TEXTE À LIRE:
______________________________

Mais au fait, cette réforme, c’est uniquement pour être juste, ou il y a un vrai problème ? Je crois… Je ne me souviens plus, tout le monde ne parle que de justice. Pourtant, si la caisse des retraites ne pouvait plus payer un centime, ce serait un super argument ! Je crois que je le comprendrais mieux, les cheminots aussi, certainement.
La voix lancinante de la pensée du parti (néo-libéral) se fraye encore un chemin jusqu’à mon cerveau. Je ne sais pas d’où elle vient, peut-être des fréquences inaudibles dans la voix de Monsieur Bertrand ? Un nouvel effet, comme des images subliminales sonores… Alors il y a nous, tout le monde, et il y a les privilégiés qui ont un régime « spécial » (ça veut tout dire…). Ce n’est pas juste. C’est ce qu’il faut que je pense… Ce n’est pas parce qu’il y a un problème, la France va super bien depuis que Zorro est arrivé, mais c’est juste qu’il y a toute une bande de privilégiés là, qu’il faut remettre au travail. Le travail, ça, c’est une valeur, avec la justice.
Alors voilà, Zorro est arrivé, il a vu une injustice, ni une ni deux, il lui a tordu le cou. Plus de régimes trop spéciaux, tout le monde à 40 années !

______________________________

DONNÉES FOURNIES:
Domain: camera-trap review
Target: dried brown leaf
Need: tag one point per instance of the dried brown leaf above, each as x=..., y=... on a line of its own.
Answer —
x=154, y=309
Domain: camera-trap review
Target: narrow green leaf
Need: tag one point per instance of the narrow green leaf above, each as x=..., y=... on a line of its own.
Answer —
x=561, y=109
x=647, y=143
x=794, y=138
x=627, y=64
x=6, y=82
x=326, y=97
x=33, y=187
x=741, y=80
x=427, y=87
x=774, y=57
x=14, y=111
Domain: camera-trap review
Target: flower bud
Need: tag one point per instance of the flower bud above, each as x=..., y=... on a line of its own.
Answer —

______________________________

OBJECTIF VISÉ 1: Recopiez le passage du texte sur la réforme des retraites en commençant à « Alors voilà, Zorro » et en terminant à « à 40 années ! ».
OBJECTIF VISÉ 2:
Répondez à ces questions sur le texte sur la réforme des retraites.
(a) Quel groupe, à part l'auteur, comprendrait mieux la réforme si la caisse des retraites ne pouvait plus payer ?
(b) Dans la voix de qui se trouveraient peut-être des fréquences inaudibles ?
(c) Combien d'années sont exigées de tout le monde à la fin du texte ?
On peut se passer de la liste.

RÉPONSE ATTENDUE 1:
Alors voilà, Zorro est arrivé, il a vu une injustice, ni une ni deux, il lui a tordu le cou. Plus de régimes trop spéciaux, tout le monde à 40 années !

RÉPONSE ATTENDUE 2:
(a) Les cheminots.
(b) Dans la voix de Monsieur Bertrand.
(c) 40 années.